◆ SHORT TASK: Print all records exactly, leaving nothing out.

◆ SOURCE DATA:
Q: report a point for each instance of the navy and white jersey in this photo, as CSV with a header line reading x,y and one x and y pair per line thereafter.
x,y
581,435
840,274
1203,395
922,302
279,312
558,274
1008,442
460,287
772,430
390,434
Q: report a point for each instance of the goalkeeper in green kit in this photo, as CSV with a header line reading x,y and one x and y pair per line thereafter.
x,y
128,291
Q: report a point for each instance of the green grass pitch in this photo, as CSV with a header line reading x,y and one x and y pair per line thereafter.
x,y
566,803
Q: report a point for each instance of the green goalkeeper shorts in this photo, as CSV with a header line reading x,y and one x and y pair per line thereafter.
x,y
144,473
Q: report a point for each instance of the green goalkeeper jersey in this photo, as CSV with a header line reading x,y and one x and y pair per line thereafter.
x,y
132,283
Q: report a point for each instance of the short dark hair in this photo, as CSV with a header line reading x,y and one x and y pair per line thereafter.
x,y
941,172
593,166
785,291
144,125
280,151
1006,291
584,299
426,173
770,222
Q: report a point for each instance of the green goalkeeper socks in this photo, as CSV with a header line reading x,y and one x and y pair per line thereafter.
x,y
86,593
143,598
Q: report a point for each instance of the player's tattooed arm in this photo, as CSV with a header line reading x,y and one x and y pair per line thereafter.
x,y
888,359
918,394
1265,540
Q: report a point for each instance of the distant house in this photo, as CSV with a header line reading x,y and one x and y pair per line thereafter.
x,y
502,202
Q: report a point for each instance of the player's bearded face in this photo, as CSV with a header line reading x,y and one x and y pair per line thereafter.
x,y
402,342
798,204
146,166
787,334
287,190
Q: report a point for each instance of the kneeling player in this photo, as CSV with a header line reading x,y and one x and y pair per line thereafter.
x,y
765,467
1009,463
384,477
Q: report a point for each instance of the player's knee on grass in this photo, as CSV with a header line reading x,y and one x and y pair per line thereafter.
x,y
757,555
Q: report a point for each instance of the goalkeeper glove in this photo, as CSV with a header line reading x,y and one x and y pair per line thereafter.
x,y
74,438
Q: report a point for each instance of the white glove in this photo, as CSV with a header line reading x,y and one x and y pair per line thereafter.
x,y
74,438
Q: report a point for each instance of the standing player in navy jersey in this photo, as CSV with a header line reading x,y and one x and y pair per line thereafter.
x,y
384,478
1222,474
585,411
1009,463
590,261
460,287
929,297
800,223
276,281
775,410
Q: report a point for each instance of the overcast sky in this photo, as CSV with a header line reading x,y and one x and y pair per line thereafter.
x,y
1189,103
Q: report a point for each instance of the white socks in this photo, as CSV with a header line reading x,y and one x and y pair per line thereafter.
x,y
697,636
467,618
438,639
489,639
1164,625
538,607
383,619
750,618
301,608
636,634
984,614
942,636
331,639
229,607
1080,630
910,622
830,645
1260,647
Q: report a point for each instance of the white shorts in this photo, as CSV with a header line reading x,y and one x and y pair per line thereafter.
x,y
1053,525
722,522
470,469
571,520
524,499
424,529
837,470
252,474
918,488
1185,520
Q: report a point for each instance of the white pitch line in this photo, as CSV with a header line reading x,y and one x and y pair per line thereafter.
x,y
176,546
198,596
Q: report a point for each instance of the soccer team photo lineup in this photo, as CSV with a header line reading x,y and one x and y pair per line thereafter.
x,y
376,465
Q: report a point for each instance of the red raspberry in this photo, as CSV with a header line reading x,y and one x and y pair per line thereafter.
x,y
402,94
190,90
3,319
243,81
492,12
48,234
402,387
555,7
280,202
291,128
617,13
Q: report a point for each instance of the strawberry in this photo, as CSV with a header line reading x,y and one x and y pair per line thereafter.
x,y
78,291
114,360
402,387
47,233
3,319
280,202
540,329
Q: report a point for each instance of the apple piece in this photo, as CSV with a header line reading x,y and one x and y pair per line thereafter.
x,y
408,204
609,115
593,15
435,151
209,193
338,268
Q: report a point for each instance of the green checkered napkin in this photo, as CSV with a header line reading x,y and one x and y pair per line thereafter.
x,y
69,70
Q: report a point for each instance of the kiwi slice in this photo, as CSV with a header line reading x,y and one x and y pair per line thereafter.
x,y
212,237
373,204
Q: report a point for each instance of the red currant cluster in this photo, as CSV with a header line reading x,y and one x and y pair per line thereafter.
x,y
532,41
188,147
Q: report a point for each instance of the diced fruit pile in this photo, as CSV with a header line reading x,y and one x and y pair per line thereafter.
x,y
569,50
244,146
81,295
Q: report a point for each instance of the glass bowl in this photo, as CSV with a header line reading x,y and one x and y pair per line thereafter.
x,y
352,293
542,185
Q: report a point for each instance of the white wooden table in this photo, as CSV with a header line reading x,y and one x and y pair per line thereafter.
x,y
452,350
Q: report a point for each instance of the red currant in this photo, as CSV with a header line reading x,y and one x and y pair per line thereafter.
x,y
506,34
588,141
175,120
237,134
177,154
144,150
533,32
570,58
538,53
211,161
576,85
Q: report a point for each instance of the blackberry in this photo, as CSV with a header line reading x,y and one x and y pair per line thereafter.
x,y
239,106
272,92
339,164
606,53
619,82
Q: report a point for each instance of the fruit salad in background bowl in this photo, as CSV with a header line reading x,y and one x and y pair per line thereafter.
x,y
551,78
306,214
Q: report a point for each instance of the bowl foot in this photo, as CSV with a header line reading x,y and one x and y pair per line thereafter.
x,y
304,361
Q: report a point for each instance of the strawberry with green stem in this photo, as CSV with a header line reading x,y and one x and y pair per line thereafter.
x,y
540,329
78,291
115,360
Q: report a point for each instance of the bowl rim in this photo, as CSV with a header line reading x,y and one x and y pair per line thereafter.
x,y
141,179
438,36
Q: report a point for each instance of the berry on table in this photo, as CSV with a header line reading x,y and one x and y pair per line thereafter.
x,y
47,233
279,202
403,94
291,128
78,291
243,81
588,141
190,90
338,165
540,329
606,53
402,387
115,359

◆ ANSWER IN FULL:
Q: report a point for each instance of the navy and white jersey in this photo, as CSV with a header line reading x,y and one x and y pair per line thereafter.
x,y
581,435
840,274
1203,395
922,302
279,312
558,274
1008,442
460,287
772,430
390,434
Q: report a point for each instance of the goalkeeper in green kit in this photo, as CSV with a header line reading x,y and one x and y pair per line thereafter.
x,y
128,291
Q: report a point for each instance of the green grass pitch in this photo, as CSV with a header line reading x,y and one x and y pair per line thereafter.
x,y
566,803
Q: report a point for each instance of the green goalkeeper shorts in this photo, as CSV with a header line reading x,y and one x and y pair per line thereafter.
x,y
144,473
Q: report a point for each instance of the green goalkeeper jersey in this photo, as CSV with a header line reading x,y and one x and y pair per line thereafter.
x,y
132,283
Q: report a point for each instance of the short dark hair in this photo, as CSV with a header line reading x,y and one x and y pair per line thereafter.
x,y
941,172
593,166
785,291
144,125
280,151
1006,291
584,299
426,173
770,222
Q: report a point for each instance of the green goalkeeper socks in this photo, as CSV with a header line reading x,y and one x and y pair per line thereafter.
x,y
86,593
143,598
Q: report a point for each instance of the player's tattooed arm in this photo, as CSV with a header line reading x,y and one x and y pair per line thereafter.
x,y
888,359
918,394
1265,540
Q: report a point for each instance of the distant house in this photo, as CSV with a header line reading x,y and one x and y pair per line thereafter.
x,y
502,202
Q: report a point for each instance of the player's bearded face in this photo, as CSV with a header line reading x,y and one x and y pair per line thereafter.
x,y
402,342
798,204
146,166
787,334
287,190
Q: report a point for each instance of the kneeling player in this photo, as CSV with a header line reading x,y and one x and y pair per line thereafter.
x,y
765,467
1009,463
384,477
Q: report a point for each instance of the player's knee on grass in this photo, as CSV with a header line reading x,y and one x and y pair per line thereafter.
x,y
757,555
Q: report a point for each instance of the goalkeeper glove in this photo, as CSV with a header line reading x,y and one x and y pair per line thereafter.
x,y
74,438
Q: report a point for each instance of the white glove in this photo, as CSV with a header line reading x,y and one x and y pair per line thereafter.
x,y
74,438
Q: report a point for each instance of the standing player in navy jersey in this photo, as CSV with a header line reading x,y and one x and y pair per line thereafter.
x,y
384,478
1222,474
585,411
1009,463
590,261
460,287
929,297
800,223
276,281
775,410
Q: report a point for each instance of the overcast sky in this photo, as CSV with a header line reading x,y and one x and y pair per line thereafter.
x,y
1189,103
Q: report a point for each instance of the white socks in this photo, as CSV with a header line reading x,y and one x and y pair per line thereafter.
x,y
697,636
467,618
438,639
489,639
1164,625
538,607
383,619
750,618
301,608
636,634
984,614
942,636
331,639
229,607
1080,630
910,622
830,645
1260,647
Q: report a point for each instance of the white shorts in this photo, as CSV with a header line reading x,y and one x and y pair per line thereafter.
x,y
1053,525
722,522
470,469
571,520
524,499
424,529
837,470
252,474
918,488
1185,520
Q: report a point for each instance of the white pitch line in this photo, as CSV with a header line reading x,y and one x and y pair per line thereafter.
x,y
176,546
198,596
Q: report a point for each instance of the soccer team photo lineup in this photo, as CSV with a header line reading x,y and one x and y pair per line thereafter.
x,y
376,465
Q: report a point for each instance of the red raspberry in this photo, as CSV with a header line reading x,y and one x and y pair per line thereafter.
x,y
402,94
190,90
3,319
243,81
492,12
48,234
402,387
555,7
280,202
291,128
617,13
Q: report a point for each instance of the strawberry in this photo, as CSV with a header line reading x,y and one x and y pair per line thereafter.
x,y
78,291
114,360
402,387
47,233
3,319
280,202
540,329
Q: report a point for each instance of the apple piece in this photo, as CSV with a header line reading x,y and one x and y pair per line thereafter.
x,y
408,204
609,115
593,15
435,151
209,193
338,268
Q: report a point for each instance of the green checkered napkin in this photo, as CSV with a header line reading x,y and one x and y pair per line thereafter.
x,y
69,70
Q: report a point for each instance of the kiwi slice in this photo, as CSV with a header line reading x,y and one x and y pair per line thereafter.
x,y
212,237
373,204
Q: report a point for each instance of the red currant cluster in this photo, as CSV with a header line reading x,y and one x and y pair per line thereafter.
x,y
532,41
188,147
Q: report a point for each instance of the diced fruit pile in this photo, as CSV with a header line reading x,y and one x and y pair per line thereafter.
x,y
569,50
244,146
81,295
Q: report a point for each instance of the glass bowl in this photo, as CSV with a header line reading x,y and one x and y pair per line thereafter.
x,y
352,293
542,185
Q: report a point for each instance of the white wooden table in this photo, as CSV with a header line reading x,y and one x and y pair per line thereafter.
x,y
452,350
Q: report a point for each instance of the red currant in this photo, as CSV with a header line reading x,y and one x and y pair per line thereafter.
x,y
506,34
588,141
175,120
237,134
177,154
144,150
533,32
570,58
538,53
211,161
576,85
Q: report a point for each instance of the blackberry in this photo, as CSV with a header line reading x,y and one x and y pair per line thereafter.
x,y
239,106
272,92
339,164
606,53
619,82
Q: report a point for each instance of the fruit salad in background bowl in this photo, as CSV with a header line reading x,y and one x and y pair per line thereafter.
x,y
551,78
306,214
Q: report a point for each instance of the bowl foot in this photo, as CSV with a header line reading x,y and one x and y pair per line thereafter.
x,y
304,361
Q: report a point for each instance of the strawberry with green stem in this photo, as CSV with a header line reading x,y and one x and y pair per line thereafter.
x,y
540,329
78,291
115,360
Q: report a point for each instance of the bowl rim in this photo, as CSV with a header line reading x,y and one x and y pair per line thereafter.
x,y
141,179
438,36
Q: report a point for each instance of the berry on table in this photo, as CSV with a header line reading x,y and one x and y pair per line thereafter.
x,y
47,233
279,202
403,94
291,128
78,291
243,81
588,141
190,90
338,165
540,329
606,53
402,387
115,359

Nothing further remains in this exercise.